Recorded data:
>>>
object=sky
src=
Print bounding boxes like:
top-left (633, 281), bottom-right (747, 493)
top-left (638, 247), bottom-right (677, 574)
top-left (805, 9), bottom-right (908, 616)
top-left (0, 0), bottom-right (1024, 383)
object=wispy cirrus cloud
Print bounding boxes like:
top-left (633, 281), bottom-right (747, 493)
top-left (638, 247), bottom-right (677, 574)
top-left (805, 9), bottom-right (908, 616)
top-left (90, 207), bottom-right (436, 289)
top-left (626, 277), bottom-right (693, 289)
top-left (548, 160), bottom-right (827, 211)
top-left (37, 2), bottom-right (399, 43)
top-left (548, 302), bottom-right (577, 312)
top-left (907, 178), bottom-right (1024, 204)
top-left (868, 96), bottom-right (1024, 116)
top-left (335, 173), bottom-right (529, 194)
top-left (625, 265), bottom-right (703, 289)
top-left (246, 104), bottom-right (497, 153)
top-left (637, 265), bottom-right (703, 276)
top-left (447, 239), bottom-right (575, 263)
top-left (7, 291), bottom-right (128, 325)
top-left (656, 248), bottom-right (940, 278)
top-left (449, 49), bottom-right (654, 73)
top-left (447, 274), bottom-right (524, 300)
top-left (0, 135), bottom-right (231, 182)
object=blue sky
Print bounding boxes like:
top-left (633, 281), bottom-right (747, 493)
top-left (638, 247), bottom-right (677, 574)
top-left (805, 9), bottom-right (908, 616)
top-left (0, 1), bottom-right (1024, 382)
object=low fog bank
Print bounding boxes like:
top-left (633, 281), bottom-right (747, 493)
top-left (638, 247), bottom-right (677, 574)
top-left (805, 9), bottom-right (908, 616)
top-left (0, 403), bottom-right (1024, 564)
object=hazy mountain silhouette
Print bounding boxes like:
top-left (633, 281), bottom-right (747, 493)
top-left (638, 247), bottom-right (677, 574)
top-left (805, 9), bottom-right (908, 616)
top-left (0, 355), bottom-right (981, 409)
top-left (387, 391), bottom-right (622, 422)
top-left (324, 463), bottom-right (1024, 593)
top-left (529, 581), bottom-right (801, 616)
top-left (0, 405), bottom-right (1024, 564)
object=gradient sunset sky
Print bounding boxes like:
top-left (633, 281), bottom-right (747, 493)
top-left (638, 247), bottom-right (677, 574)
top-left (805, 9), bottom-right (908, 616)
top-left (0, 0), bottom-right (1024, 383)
<<<
* _Exercise brief_: Count the lines in the records above that contain the string "object", treating uppercase and lowercase as different, and give only that number.

* _Output_: 6